Dizzy Gillespie All-Stars (Oct.31-Nov.05)
Blue Note / 8PM +10:30PM, $30-$45
“History has produced its share of great artists and great people – John Birks “Dizzy” Gillespie was both. As a performer, he left behind an incredible record of innovation and inspiration; as a composer, a broad repository of musical masterpieces; and as a man, a legion of friends, colleagues, and compatriots who remember him with the same degree of love and esteem they reserve for his work.

The Dizzy Gillespie™ Alumni All-Star group are the direct descendants of Gillespie’s musical ventures. The groups have featured some of Dizzy’s closest compatriots: senior statesman and NEA Jazz Master James Moody; musical director John Lee; and veteran Gillespie alumni Roy Hargrove, Roberta Gambarini, Cyrus Chestnut, Steve Davis, and Willie Jones III. All of them are outstanding band leaders, educators, and recording artists in their own right.

The Alumni All-Star group debuted in 1996. They continue to delight audiences around the world with the enduring power and freshness of Gillespie’s music. These groups are the legacy the master would have wanted, and they serve as a living tribute from extraordinary musicians who exemplify his style, range, and commitment.”

Ann Hampton Callaway: Jazz Goes to the Movies (Oct.31-Nov.04)
Birdland / 8:30 and 11PM, $40
“A swinging fixture of the cabaret world, Ann Hampton Callaway has also branched into jazz and TV theme songs (The Nanny). She has a reassuringly mellow way with the standards, sung in a wry, dark-toned contralto. Her latest set explores intersections of jazz and film, from silver-screen classics like “As Time Goes By” to songs that she herself she has recorded for soundtracks.” (TONY)

• _Data extract_
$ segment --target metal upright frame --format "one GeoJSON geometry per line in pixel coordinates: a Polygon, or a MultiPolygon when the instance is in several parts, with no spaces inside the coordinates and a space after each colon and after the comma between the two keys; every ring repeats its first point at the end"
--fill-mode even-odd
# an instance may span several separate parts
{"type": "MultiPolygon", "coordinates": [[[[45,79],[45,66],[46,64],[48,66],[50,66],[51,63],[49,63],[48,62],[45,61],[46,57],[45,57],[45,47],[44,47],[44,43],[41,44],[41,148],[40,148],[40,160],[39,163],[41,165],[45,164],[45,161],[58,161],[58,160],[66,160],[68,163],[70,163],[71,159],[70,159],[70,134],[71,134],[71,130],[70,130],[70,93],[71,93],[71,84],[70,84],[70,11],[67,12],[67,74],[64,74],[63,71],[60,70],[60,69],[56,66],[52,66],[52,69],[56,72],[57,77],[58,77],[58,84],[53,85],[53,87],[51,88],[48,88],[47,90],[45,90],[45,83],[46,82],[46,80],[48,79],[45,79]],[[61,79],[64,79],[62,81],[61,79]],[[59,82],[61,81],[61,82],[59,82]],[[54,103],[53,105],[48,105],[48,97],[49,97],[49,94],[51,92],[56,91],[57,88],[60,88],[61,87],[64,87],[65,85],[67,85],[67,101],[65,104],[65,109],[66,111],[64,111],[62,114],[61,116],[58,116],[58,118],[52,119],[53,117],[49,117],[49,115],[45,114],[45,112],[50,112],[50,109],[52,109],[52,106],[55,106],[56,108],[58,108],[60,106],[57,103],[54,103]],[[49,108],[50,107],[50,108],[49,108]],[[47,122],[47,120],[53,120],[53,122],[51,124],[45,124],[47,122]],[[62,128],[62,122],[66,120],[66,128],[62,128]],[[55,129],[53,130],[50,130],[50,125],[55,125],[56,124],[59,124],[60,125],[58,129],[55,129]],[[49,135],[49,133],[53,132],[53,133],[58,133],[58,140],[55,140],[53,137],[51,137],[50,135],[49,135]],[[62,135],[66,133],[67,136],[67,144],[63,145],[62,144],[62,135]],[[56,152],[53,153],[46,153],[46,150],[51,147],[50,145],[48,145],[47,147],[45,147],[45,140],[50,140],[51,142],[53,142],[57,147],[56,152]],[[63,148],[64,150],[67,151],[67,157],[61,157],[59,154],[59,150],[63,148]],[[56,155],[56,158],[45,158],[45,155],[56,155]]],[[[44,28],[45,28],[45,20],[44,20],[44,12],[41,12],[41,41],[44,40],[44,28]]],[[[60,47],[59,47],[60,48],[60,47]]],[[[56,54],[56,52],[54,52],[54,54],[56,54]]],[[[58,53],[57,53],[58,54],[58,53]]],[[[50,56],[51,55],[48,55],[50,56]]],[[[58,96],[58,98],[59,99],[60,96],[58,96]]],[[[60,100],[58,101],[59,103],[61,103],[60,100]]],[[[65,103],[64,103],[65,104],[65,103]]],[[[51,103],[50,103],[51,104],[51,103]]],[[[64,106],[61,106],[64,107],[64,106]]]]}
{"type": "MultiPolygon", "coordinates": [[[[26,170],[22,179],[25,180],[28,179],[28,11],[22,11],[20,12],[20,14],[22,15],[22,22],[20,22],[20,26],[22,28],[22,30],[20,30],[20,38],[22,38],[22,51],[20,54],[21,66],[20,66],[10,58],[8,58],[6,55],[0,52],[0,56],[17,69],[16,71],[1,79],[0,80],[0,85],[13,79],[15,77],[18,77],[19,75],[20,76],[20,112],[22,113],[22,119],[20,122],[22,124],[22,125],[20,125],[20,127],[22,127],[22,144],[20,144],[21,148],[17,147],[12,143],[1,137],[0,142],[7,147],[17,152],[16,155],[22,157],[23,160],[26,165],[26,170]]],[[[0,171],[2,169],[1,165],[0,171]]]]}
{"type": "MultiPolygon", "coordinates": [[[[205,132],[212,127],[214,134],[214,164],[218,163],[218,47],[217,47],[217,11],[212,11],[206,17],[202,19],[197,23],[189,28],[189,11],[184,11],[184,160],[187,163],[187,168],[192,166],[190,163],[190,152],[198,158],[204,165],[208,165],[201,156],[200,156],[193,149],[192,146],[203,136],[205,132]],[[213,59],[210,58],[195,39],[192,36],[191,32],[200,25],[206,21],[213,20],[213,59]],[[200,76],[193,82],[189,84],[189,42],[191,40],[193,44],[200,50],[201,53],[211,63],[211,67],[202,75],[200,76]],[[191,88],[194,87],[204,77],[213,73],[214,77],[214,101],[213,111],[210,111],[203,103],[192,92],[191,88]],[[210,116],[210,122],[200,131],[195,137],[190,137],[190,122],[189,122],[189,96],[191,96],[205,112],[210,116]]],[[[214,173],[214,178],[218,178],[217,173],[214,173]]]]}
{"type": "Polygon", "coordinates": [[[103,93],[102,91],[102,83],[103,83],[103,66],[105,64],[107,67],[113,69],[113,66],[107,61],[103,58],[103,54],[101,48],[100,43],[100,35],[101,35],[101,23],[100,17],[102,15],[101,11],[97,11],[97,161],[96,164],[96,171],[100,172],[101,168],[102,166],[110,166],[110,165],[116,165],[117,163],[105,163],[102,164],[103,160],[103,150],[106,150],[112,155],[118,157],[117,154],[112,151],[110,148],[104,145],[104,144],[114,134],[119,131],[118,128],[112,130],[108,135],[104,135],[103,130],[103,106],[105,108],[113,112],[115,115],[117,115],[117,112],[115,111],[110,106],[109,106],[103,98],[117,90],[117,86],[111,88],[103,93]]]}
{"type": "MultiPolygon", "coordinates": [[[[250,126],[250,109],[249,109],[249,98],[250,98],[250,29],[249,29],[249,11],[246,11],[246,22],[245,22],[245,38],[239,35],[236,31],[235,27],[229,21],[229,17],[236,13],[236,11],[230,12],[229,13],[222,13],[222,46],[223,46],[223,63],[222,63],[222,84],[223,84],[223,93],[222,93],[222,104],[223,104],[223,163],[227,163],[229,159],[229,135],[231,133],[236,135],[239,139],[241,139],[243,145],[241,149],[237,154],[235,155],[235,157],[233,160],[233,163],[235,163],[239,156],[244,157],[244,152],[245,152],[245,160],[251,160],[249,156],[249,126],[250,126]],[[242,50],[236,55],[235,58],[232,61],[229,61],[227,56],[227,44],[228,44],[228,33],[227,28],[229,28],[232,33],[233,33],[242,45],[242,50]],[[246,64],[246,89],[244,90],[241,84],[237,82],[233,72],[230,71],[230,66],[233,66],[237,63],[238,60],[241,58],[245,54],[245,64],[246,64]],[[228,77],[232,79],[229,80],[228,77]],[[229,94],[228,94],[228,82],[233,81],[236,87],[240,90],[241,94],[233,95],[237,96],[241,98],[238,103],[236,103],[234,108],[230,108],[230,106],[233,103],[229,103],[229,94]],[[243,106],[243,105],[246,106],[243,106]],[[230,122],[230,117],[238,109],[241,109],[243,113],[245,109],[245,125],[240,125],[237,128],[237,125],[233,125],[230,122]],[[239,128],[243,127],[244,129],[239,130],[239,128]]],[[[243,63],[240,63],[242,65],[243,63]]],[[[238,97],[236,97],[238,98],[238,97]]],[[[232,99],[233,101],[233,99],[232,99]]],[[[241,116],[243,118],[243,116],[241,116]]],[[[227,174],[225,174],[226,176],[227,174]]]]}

• _To be done_
[a] Repeat everything in the jazz listings from "The Dizzy Gillespie™" down to "the Movies (Oct.31-Nov.04)".
[b] According to the jazz listings, in what year did the Dizzy Gillespie Alumni All-Star group debut?

• _Answer set_
[a]
The Dizzy Gillespie™ Alumni All-Star group are the direct descendants of Gillespie’s musical ventures. The groups have featured some of Dizzy’s closest compatriots: senior statesman and NEA Jazz Master James Moody; musical director John Lee; and veteran Gillespie alumni Roy Hargrove, Roberta Gambarini, Cyrus Chestnut, Steve Davis, and Willie Jones III. All of them are outstanding band leaders, educators, and recording artists in their own right.

The Alumni All-Star group debuted in 1996. They continue to delight audiences around the world with the enduring power and freshness of Gillespie’s music. These groups are the legacy the master would have wanted, and they serve as a living tribute from extraordinary musicians who exemplify his style, range, and commitment.”

Ann Hampton Callaway: Jazz Goes to the Movies (Oct.31-Nov.04)

[b] 1996